(Entries taken from a collection)
· · · · · · ·

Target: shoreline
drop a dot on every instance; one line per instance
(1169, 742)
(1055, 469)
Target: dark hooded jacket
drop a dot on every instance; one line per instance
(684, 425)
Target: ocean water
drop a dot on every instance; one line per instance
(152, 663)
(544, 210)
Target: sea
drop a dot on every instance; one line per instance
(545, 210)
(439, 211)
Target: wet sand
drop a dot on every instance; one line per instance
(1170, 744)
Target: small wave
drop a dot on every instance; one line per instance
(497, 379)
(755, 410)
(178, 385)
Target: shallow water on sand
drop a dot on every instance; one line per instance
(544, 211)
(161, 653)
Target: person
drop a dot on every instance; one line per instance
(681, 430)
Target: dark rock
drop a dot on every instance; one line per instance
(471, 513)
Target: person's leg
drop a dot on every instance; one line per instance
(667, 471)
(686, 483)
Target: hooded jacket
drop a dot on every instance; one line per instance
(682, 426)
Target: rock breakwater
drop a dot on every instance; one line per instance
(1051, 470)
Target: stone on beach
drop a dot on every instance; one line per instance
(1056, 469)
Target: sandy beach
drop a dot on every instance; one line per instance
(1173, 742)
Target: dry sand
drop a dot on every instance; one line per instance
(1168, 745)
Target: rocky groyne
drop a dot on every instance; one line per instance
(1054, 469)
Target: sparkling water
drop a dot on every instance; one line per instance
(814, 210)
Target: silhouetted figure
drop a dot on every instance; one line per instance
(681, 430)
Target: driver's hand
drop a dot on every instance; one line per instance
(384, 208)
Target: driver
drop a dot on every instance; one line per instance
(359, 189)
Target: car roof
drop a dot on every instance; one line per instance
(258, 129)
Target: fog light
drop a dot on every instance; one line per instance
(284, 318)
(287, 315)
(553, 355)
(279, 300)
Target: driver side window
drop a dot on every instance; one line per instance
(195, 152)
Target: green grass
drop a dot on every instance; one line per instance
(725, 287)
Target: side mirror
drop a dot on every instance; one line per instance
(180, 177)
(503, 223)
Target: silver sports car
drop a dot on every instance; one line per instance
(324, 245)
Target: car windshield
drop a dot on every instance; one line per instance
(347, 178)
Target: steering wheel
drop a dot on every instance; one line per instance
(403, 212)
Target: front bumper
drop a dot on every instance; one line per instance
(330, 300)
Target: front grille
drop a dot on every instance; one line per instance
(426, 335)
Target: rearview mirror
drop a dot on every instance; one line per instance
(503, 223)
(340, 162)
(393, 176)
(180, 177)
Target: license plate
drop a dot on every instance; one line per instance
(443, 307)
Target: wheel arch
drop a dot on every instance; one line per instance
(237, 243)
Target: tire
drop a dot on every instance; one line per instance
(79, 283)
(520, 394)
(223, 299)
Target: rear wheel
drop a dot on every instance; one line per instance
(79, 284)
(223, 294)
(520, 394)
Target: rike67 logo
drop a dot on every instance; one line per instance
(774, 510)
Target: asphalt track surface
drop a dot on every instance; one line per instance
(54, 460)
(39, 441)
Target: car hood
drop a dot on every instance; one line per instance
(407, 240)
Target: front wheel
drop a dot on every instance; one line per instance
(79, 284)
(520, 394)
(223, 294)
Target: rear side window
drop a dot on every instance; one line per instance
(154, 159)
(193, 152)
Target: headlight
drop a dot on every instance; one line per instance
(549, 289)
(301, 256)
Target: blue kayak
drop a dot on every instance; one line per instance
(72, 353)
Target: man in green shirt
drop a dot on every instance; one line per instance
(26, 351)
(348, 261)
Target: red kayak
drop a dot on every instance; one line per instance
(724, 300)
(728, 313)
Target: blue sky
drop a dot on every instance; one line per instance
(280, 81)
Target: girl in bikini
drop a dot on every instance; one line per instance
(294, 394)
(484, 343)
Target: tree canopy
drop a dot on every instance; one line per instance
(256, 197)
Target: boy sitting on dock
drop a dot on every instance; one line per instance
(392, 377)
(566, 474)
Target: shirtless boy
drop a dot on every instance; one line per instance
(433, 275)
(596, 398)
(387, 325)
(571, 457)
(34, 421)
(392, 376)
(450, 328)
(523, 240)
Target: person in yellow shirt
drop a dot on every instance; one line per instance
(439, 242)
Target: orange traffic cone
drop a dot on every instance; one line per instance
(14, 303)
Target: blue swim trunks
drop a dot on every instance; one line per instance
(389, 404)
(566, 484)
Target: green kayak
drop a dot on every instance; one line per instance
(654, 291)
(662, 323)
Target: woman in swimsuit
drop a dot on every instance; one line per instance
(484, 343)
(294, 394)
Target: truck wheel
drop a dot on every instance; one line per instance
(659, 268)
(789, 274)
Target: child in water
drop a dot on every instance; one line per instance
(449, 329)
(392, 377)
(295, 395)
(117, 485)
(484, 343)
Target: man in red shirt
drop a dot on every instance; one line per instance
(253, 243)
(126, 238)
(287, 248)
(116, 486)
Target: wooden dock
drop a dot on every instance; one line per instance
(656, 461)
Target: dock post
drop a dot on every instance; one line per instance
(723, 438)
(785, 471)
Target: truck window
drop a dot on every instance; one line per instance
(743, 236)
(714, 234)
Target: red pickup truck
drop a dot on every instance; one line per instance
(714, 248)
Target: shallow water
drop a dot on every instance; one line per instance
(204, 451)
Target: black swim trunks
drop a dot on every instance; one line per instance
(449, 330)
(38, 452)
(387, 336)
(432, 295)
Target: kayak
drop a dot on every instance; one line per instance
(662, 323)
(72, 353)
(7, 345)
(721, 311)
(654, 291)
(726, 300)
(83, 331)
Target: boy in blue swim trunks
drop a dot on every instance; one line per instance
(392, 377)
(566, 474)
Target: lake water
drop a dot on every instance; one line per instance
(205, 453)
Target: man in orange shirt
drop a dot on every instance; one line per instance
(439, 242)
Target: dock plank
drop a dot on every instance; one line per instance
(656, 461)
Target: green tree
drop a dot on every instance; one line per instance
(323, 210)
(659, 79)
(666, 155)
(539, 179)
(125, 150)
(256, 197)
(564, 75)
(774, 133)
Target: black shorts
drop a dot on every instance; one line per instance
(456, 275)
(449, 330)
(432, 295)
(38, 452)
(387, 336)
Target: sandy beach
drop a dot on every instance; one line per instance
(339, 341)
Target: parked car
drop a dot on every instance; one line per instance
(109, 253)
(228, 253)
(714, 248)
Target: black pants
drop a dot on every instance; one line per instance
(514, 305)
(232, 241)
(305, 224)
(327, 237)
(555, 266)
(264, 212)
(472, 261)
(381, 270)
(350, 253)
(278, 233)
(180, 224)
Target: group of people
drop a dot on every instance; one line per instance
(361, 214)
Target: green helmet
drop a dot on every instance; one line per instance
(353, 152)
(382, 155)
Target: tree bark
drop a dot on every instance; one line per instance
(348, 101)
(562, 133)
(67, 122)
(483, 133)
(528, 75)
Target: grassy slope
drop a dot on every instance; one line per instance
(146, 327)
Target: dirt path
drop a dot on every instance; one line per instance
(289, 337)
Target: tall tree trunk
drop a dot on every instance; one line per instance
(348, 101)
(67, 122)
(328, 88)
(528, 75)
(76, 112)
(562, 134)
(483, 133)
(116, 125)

· · · · · · ·

Brief:
Retype every entry above, word for word.

Solution to this exercise:
Target: shoreline
drop a dot on every instance; one line per instance
(1169, 742)
(1055, 469)
Target: dark hooded jacket
drop a dot on every instance; one line per instance
(684, 425)
Target: ocean water
drop a dot on every instance; one line per instance
(152, 663)
(544, 210)
Target: sea
drop a dot on every instance; one line per instance
(545, 210)
(439, 211)
Target: wet sand
drop a dot on every instance; one line per instance
(1170, 744)
Target: small wave
drop a dot on every instance; one line per instance
(497, 379)
(755, 410)
(178, 385)
Target: shallow water on sand
drop a dot on every instance; one line per instance
(544, 211)
(161, 653)
Target: person
drop a dot on every instance; one line per instance
(681, 430)
Target: dark rock
drop a dot on every instance; one line per instance
(471, 513)
Target: person's leg
drop a dot on every instance; one line per instance
(667, 471)
(686, 483)
Target: hooded jacket
drop a dot on every instance; one line per instance
(682, 426)
Target: rock breakwater
drop a dot on every instance; one line per instance
(1051, 470)
Target: stone on beach
drop a dot on every instance; one line per instance
(1056, 469)
Target: sandy beach
drop a dot on every instance; one line per instance
(1173, 742)
Target: dry sand
drop a dot on every instance; one line per instance
(1168, 745)
Target: rocky groyne
drop a dot on every instance; one line per instance
(1054, 469)
Target: sparkling water
drop a dot on every instance; one line per instance
(814, 210)
Target: silhouetted figure
drop a dot on every instance; one line per instance
(681, 430)
Target: driver's hand
drop a dot on every instance; one line per instance
(384, 208)
Target: driver
drop a dot on every instance; one line per instance
(359, 189)
Target: car roof
drop a dot on every instance; one line per instance
(258, 129)
Target: fog light
drop a dot on every instance; one line per instance
(284, 318)
(287, 315)
(553, 355)
(279, 300)
Target: driver side window
drop a dot on every instance; one line per instance
(195, 152)
Target: green grass
drop a dot on every instance; one line per instance
(725, 287)
Target: side mirror
drop a dot on every instance; one line per instance
(180, 177)
(503, 223)
Target: silver sports car
drop a dot on every instance; one line per instance
(324, 245)
Target: car windshield
drop a dot on every instance; one line per instance
(347, 178)
Target: steering wheel
drop a dot on every instance; one line per instance
(403, 212)
Target: front bumper
drop a dot on every instance; one line per instance
(330, 300)
Target: front grille
drop a dot on every instance; one line per instance
(426, 335)
Target: rearview mirror
drop a dot on every instance; one line per instance
(503, 223)
(340, 162)
(393, 176)
(180, 177)
Target: license plate
drop a dot on every instance; one line per instance
(443, 307)
Target: wheel arch
drop a dot on every instance; one line per instance
(237, 243)
Target: tire
drop a dot on every instance; one line per instance
(79, 283)
(520, 394)
(223, 299)
Target: rear wheel
drop a dot on every instance; one line per instance
(79, 284)
(223, 294)
(520, 394)
Target: rike67 logo
drop a dot on every instance; one line per instance
(774, 510)
Target: asphalt track surface
drop a dot on every instance; one line per instance
(54, 460)
(39, 441)
Target: car hood
drop a dot on every instance; one line per instance
(407, 240)
Target: front wheel
drop a dot on every instance; one line per instance
(79, 284)
(520, 394)
(223, 294)
Target: rear side window
drop a dot on every instance; one line per instance
(154, 159)
(193, 152)
Target: headlight
drop a dot on every instance; one line per instance
(549, 289)
(301, 256)
Target: blue kayak
drop a dot on every instance; one line per instance
(72, 353)
Target: man in green shirt
drop a dot on every instance; one line per instance
(26, 351)
(348, 261)
Target: red kayak
drop a dot on every instance; one line per instance
(724, 300)
(728, 313)
Target: blue sky
drop a dot on every instance; one line per instance
(280, 81)
Target: girl in bikini
drop a dot on every instance; one line per instance
(294, 394)
(484, 343)
Target: tree canopy
drop a dot on every instance; one line per instance
(256, 197)
Target: boy sitting on dock
drop a dot on every instance; one line per instance
(392, 377)
(566, 474)
Target: shirtless boy
drop a dot on every instance; one line per instance
(433, 275)
(596, 398)
(387, 325)
(571, 457)
(34, 421)
(392, 376)
(450, 328)
(523, 240)
Target: person in yellow shirt
drop a dot on every instance; one line per instance
(439, 242)
Target: orange traffic cone
drop a dot on every instance; one line per instance
(14, 303)
Target: blue swim trunks
drop a dot on every instance; one line per instance
(389, 404)
(566, 484)
Target: green kayak
drop a dot on every instance; one line per instance
(654, 291)
(662, 323)
Target: woman in swimsuit
drop a dot on every instance; one line per instance
(484, 343)
(294, 394)
Target: truck wheel
drop a dot on every instance; one line per instance
(659, 268)
(789, 274)
Target: child in water
drop a dot on every instance; one line per instance
(449, 329)
(392, 377)
(295, 395)
(117, 485)
(484, 343)
Target: man in red shirt
drop a dot on every instance; one line per instance
(253, 243)
(126, 238)
(287, 248)
(116, 486)
Target: wooden dock
drop a dot on every instance; one line per instance
(656, 461)
Target: dock post
drop a dot on every instance; one line per instance
(723, 438)
(785, 471)
Target: truck window
drop a dot on every instance; one line per instance
(743, 236)
(714, 234)
Target: red pickup truck
drop a dot on every instance; one line per instance
(714, 248)
Target: shallow water
drop a dot on every instance; one line per instance
(204, 451)
Target: black swim trunks
drop a dot on every instance; one line per instance
(449, 330)
(38, 452)
(387, 336)
(432, 295)
Target: kayak
drop a dot on every instance; one line per instance
(662, 323)
(72, 353)
(7, 345)
(721, 311)
(654, 291)
(726, 300)
(83, 331)
Target: boy in blue swim trunks
drop a dot on every instance; one line per instance
(392, 377)
(566, 474)
Target: lake water
drop a dot on every instance; one line per instance
(205, 453)
Target: man in orange shirt
drop a dot on every instance; one line per instance
(439, 242)
Target: dock plank
drop a dot on every instance; one line per instance
(656, 461)
Target: green tree
drop a dot on every instance; one line per instance
(323, 210)
(659, 79)
(666, 155)
(539, 179)
(125, 150)
(256, 197)
(564, 75)
(774, 133)
Target: black shorts
drop a dot on every instance; one line per instance
(456, 275)
(449, 330)
(432, 295)
(38, 452)
(387, 336)
Target: sandy beach
drop a dot on every instance; one line per instance
(339, 341)
Target: parked car
drop a dot on every instance; one line per instance
(109, 253)
(228, 253)
(714, 248)
Target: black pants
drop a dot on every instance; one line per instance
(514, 305)
(232, 241)
(305, 224)
(327, 237)
(555, 266)
(264, 212)
(472, 261)
(381, 270)
(350, 253)
(278, 233)
(180, 224)
Target: group of people
drop a dot on every instance; one line per instance
(361, 214)
Target: green helmet
drop a dot on every instance; one line per instance
(353, 152)
(382, 155)
Target: tree bark
drop a dot on every instance; one line per instance
(348, 101)
(562, 133)
(67, 122)
(483, 133)
(528, 75)
Target: grassy slope
drop a dot on every instance; one line per instance
(146, 327)
Target: dirt path
drop a dot on every instance; one line per instance
(289, 337)
Target: tall tree trunk
drop a dot on every instance; one line per instance
(348, 101)
(67, 122)
(328, 88)
(528, 75)
(76, 112)
(562, 134)
(483, 133)
(116, 125)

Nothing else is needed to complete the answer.